▶ Prompt a
Which lines in the records below contain the string "logo"? Copy each of those lines.

▶ Document text
Most of my experience of Chicago is intertwined in the fact that I was living and working in the JPUSA community. They were good years that shaped for better the person I have become since.

I found love in Chicago, as I have told you before, when I met Charlotte, began dating her, got engaged, and later married (after we left JPUSA). I won't rehearse that whole history now.

I always think of JPUSA, my friends there, those years I had there, and Charlotte when I drive through Chicago.

But today, while driving down through the South Side on the Dan Ryan, passing through the 70's, for some reason, I remembered the day I came face to face with the starkest, most naked example of hate I had ever encountered, and have never since.

It was Christmas eve, 1991. I had only been at JPUSA and in Chicago a few weeks. It was my first Christmas in Chicago, the first away from Dallas. At the time, I was working the overnight shift at the shelter JPUSA operated for homeless women and children. After finishing my shift, I was using one of the shelter's vans to take some of the ladies and their kids to the homes of family members so they could spend Christmas around people they loved.

One of the ladies and her kids I took that day were going to visit some family (the lady's grandmother or cousin I think) who lived on the far South Side, down below 95 th Street. On the way there, I had to stop to put gas in the van, so I got off the Dan Ryan around 71 st or 75 th Street and pulled into a little convenience store.

The women from the shelter and her kids were black. I'm a white guy. That didn't matter at the shelter or at JPUSA. But it mattered when I pulled into the gas station on the South Side.

I had just started to pump gas, when I heard this shouting coming from a car at the pump across from mine. I ignored it at first; living in Chicago, in the Uptown neighborhood where JPUSA was, you learn to ignore noises that don't concern you.

But there was no one else around. I looked over at the car, and there were about 4 or 5 little boys – they were maybe 9 to 12 years old – with the windows cracked, yelling things. They were looking in my direction. As I sharpened my perception to pay attention to what they were shouting, I heard awful things.

They were shouting at me, at the woman from the shelter, at her kids. Hateful things, demeaning things, violent things. Things kids shouldn't even know about, much less be screaming.

I felt the most intense hatred I've ever felt personally in my life. I was scared. I didn't belong here, I thought. Forget the gas. I gotta get outta here.

And I felt hatred rising in me for those kids and their words. Things I thought were never part of me, the residue of growing up in a culture in the South where lingering prejudices and injustices remain, quietly below the surface. I began to think things, affirm things, that I would have sworn I didn't believe or espouse. I began to hate those kids as surely as they hated me. In my heart, I was yelling back things just as bad.

Nothing happened. I finished paying for the gas, and drove as fast I could get away from that awful place. Dropped the woman and her kids off, went back to Uptown, and enjoyed the rest of my Christmas. Forgetting that I had hated, and was hated.

As I write this, on the TV screen, on CNN, much of this afternoon's coverage has been focused on Barak Obama and Jeremiah Wright, and all the controversy swirling around the things that Wright has been saying, and how Obama is being affected by it and reacting to it.

Much of what Jeremiah Wright has said is very offensive, and I think incorrect. I don't believe that AIDS was created as a conspiracy against black people; I don't believe that what happened on 9/11 was a result of whatever various atrocities or evil the United States may have committed in the past.

(Stored dataset items)
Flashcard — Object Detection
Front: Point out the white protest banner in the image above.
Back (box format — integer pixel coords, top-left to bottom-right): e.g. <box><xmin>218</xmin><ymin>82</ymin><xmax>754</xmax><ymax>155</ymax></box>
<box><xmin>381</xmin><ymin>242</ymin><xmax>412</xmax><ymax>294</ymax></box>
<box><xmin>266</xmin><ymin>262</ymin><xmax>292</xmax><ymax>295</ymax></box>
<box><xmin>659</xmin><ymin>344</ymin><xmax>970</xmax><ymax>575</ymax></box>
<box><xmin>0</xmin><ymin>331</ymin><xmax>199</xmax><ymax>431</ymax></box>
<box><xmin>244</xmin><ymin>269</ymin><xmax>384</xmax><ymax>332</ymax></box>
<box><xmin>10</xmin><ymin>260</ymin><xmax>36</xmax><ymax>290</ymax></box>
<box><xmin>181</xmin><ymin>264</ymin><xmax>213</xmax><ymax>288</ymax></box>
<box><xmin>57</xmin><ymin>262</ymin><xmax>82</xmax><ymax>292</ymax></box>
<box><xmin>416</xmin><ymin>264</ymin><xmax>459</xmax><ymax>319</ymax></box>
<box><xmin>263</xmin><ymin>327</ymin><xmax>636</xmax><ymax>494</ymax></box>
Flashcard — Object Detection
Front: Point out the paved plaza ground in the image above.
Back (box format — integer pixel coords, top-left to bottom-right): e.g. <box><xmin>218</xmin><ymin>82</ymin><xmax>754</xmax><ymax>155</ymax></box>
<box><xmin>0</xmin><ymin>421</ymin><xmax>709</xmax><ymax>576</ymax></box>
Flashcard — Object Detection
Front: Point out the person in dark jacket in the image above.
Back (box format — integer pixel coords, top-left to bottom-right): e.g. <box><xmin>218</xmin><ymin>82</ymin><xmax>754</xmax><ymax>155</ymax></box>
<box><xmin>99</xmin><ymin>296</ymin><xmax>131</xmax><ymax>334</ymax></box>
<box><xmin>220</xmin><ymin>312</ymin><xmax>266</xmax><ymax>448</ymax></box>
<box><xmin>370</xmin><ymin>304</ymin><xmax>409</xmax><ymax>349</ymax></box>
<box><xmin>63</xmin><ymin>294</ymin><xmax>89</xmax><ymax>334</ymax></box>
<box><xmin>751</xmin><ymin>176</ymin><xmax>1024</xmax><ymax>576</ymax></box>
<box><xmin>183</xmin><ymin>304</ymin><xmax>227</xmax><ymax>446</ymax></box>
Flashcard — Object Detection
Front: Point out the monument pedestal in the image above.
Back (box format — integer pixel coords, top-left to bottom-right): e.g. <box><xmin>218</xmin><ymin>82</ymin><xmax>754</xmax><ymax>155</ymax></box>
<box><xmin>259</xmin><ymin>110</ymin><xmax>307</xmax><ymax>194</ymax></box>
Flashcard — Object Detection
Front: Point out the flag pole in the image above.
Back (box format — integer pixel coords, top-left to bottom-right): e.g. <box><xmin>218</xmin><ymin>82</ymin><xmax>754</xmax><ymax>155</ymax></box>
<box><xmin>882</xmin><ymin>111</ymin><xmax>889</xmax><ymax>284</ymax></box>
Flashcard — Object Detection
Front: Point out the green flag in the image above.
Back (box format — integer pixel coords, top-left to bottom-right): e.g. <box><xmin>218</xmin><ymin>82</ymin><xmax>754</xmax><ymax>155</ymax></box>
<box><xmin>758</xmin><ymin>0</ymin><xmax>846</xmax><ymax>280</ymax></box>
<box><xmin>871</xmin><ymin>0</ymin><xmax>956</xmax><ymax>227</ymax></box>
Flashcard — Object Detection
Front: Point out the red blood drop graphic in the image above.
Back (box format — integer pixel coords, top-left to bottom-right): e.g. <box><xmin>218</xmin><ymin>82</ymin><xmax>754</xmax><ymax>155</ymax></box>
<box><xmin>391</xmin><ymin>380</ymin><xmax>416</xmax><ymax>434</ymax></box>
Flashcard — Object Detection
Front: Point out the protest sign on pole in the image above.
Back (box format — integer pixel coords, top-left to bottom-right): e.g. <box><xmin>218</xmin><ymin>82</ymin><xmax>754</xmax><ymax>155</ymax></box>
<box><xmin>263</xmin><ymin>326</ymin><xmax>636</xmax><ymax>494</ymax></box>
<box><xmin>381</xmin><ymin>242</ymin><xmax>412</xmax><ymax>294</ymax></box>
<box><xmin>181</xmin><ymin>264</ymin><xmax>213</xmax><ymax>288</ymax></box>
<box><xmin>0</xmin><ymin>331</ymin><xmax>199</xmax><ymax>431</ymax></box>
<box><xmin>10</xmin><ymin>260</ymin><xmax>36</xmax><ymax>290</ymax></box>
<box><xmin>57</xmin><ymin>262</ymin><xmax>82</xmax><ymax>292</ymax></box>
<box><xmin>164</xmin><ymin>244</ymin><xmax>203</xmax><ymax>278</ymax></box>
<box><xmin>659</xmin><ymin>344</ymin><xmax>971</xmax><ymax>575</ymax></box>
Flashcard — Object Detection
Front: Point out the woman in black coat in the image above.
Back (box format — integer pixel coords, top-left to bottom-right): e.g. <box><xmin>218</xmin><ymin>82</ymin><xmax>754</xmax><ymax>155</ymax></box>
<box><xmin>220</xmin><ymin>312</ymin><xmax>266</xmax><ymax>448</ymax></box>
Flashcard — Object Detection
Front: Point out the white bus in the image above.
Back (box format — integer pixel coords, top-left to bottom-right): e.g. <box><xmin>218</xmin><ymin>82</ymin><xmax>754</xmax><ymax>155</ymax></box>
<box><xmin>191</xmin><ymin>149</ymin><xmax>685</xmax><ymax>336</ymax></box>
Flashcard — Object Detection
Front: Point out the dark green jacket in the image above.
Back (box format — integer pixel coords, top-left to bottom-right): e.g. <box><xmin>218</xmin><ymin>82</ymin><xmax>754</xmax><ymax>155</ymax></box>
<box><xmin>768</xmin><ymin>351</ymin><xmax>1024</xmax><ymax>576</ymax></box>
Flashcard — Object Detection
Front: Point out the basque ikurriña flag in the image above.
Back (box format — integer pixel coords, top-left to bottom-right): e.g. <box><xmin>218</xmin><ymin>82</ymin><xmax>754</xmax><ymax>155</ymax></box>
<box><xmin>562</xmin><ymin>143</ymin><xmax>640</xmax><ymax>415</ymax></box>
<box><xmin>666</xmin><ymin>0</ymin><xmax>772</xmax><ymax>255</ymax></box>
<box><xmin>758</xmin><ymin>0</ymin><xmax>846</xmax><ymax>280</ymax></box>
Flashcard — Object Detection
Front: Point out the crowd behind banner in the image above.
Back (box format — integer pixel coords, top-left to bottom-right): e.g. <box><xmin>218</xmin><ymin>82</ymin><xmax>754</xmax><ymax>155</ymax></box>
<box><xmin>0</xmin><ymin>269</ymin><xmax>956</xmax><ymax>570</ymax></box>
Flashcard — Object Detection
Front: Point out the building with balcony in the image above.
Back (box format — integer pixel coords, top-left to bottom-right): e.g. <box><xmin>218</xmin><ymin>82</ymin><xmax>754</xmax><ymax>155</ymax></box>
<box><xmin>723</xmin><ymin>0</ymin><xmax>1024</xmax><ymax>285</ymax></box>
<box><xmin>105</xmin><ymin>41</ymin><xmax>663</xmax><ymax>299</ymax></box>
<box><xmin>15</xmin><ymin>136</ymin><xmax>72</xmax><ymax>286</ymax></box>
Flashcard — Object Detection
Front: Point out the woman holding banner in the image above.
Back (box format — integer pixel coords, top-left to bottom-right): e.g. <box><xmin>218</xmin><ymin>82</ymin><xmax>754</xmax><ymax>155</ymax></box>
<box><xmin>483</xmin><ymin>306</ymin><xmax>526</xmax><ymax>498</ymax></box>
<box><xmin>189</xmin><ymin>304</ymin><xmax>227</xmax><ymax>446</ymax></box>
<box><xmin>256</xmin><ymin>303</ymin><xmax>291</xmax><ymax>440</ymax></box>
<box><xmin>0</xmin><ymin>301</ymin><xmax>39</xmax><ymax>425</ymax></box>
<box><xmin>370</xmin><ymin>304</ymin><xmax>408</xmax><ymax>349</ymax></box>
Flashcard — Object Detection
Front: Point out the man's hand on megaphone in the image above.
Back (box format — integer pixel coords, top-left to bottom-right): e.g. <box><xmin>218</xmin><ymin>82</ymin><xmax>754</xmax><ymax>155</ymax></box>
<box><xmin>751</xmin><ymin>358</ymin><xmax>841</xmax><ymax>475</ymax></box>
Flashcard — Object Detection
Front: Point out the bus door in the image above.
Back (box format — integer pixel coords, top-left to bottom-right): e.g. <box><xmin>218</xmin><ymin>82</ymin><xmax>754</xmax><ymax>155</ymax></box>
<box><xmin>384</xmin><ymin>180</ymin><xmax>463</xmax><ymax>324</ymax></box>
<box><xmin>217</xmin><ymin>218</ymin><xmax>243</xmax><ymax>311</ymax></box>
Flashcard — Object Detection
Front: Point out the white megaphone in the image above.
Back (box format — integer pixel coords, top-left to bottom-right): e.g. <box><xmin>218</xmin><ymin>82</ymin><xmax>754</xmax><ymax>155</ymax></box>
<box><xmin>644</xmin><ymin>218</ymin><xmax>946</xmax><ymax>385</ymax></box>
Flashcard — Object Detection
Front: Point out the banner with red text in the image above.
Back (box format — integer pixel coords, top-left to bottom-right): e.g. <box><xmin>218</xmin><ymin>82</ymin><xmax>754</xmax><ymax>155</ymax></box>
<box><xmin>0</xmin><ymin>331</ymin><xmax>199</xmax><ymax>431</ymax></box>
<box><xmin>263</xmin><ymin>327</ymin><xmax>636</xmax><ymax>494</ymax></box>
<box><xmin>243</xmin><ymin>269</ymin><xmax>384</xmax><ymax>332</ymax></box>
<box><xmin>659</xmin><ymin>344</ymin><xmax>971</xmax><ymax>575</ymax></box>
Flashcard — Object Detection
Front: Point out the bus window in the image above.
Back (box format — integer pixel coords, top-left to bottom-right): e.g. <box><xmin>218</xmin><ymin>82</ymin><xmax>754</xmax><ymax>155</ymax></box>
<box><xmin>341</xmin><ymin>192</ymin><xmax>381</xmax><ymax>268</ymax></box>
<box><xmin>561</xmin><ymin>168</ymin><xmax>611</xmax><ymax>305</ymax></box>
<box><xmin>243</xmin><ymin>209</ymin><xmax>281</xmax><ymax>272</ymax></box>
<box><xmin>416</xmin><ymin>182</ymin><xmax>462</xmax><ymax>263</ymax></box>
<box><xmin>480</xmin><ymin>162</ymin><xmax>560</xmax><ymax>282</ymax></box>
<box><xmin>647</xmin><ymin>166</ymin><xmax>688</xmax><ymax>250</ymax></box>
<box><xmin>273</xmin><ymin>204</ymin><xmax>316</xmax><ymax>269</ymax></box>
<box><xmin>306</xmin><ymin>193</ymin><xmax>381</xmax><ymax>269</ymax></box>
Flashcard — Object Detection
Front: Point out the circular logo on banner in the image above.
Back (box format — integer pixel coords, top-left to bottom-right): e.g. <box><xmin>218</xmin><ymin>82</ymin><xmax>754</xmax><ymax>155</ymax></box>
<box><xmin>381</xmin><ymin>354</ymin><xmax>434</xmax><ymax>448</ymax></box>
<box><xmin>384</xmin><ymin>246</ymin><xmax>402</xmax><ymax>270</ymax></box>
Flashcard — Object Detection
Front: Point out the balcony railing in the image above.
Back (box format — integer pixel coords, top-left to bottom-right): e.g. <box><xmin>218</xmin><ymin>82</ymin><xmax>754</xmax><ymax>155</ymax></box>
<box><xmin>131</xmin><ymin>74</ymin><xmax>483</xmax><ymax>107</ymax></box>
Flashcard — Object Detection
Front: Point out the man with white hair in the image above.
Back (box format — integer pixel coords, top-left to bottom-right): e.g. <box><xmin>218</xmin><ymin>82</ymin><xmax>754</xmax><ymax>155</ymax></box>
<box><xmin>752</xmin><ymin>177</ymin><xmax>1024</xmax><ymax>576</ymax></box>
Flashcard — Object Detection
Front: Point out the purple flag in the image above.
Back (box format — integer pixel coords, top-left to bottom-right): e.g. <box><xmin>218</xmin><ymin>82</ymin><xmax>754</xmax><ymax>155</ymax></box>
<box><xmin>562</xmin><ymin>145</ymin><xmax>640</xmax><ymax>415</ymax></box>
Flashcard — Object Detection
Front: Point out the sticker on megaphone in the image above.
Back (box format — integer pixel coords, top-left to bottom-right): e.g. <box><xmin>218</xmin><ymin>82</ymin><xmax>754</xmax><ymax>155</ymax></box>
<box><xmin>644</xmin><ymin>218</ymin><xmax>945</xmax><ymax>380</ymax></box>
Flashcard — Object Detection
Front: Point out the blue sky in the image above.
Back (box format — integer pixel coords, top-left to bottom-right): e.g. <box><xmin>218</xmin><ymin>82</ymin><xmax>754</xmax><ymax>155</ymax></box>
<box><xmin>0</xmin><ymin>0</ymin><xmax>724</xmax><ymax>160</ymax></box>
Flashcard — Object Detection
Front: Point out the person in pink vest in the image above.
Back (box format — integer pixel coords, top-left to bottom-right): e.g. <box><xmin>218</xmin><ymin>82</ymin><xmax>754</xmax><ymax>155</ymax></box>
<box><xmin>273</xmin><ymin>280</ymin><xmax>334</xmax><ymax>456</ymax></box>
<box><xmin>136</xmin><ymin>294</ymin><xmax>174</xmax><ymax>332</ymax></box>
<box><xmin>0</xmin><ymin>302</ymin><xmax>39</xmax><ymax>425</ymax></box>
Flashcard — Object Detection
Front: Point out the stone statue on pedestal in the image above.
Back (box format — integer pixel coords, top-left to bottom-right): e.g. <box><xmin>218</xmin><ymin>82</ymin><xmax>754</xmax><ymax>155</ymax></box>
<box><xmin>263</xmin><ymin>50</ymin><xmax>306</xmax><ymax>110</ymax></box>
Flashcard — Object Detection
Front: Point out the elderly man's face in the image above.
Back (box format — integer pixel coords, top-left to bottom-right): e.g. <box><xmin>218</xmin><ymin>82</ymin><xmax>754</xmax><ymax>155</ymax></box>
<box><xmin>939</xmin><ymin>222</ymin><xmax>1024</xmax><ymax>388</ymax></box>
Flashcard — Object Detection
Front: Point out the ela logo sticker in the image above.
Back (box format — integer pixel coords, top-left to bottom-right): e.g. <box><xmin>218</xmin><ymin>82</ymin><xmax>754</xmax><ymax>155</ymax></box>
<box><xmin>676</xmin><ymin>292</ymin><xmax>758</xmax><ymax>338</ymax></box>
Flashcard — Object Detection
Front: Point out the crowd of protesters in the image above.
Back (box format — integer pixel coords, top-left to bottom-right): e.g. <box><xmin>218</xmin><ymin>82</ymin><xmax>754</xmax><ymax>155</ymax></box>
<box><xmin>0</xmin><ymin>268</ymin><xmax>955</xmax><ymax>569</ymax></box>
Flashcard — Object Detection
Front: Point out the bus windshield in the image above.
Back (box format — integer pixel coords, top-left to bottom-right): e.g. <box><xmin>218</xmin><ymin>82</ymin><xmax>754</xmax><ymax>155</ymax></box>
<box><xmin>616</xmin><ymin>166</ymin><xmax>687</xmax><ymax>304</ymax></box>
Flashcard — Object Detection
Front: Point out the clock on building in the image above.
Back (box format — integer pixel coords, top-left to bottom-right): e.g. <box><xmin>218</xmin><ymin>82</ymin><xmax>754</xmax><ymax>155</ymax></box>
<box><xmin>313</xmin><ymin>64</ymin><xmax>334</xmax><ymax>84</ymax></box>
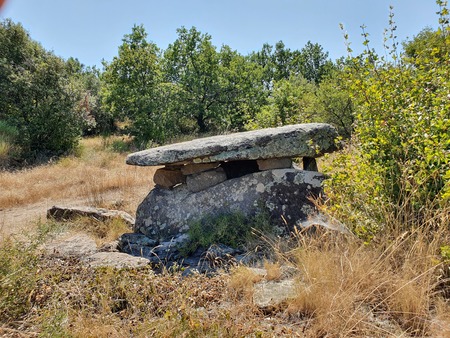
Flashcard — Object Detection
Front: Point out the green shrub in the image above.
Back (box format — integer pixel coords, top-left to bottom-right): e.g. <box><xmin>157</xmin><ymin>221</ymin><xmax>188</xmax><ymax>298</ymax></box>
<box><xmin>181</xmin><ymin>211</ymin><xmax>276</xmax><ymax>255</ymax></box>
<box><xmin>0</xmin><ymin>120</ymin><xmax>19</xmax><ymax>165</ymax></box>
<box><xmin>327</xmin><ymin>1</ymin><xmax>450</xmax><ymax>236</ymax></box>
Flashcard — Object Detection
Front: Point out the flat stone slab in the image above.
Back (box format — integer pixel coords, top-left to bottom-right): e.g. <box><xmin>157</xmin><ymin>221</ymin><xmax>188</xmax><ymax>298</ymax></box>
<box><xmin>84</xmin><ymin>252</ymin><xmax>150</xmax><ymax>269</ymax></box>
<box><xmin>126</xmin><ymin>123</ymin><xmax>338</xmax><ymax>166</ymax></box>
<box><xmin>47</xmin><ymin>205</ymin><xmax>134</xmax><ymax>226</ymax></box>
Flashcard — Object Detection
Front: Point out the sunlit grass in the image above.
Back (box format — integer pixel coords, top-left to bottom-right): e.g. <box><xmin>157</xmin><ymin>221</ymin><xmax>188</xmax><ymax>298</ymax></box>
<box><xmin>0</xmin><ymin>137</ymin><xmax>154</xmax><ymax>213</ymax></box>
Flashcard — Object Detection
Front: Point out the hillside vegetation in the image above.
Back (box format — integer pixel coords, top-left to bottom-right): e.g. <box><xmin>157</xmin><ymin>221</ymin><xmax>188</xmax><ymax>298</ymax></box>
<box><xmin>0</xmin><ymin>0</ymin><xmax>450</xmax><ymax>337</ymax></box>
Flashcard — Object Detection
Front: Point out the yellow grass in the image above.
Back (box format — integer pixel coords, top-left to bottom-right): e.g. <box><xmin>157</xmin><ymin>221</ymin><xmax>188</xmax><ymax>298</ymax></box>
<box><xmin>0</xmin><ymin>137</ymin><xmax>154</xmax><ymax>211</ymax></box>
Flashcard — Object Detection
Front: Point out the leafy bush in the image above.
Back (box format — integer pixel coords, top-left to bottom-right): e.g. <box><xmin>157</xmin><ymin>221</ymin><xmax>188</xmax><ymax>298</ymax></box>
<box><xmin>328</xmin><ymin>1</ymin><xmax>450</xmax><ymax>235</ymax></box>
<box><xmin>0</xmin><ymin>20</ymin><xmax>81</xmax><ymax>162</ymax></box>
<box><xmin>0</xmin><ymin>120</ymin><xmax>19</xmax><ymax>166</ymax></box>
<box><xmin>182</xmin><ymin>212</ymin><xmax>275</xmax><ymax>255</ymax></box>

▶ Prompt b
How would this sentence from the Chicago text above read in Spanish: "I always think of JPUSA, my friends there, those years I had there, and Charlotte when I drive through Chicago."

▶ Finished answer a
Front: Point out the circular logo on banner in the image above.
Front: Point out the ela logo sticker in the image above.

▶ Finished answer b
Siempre pienso en JPUSA, en mis amigos de allí, en aquellos años que pasé allí y en Charlotte cuando conduzco por Chicago.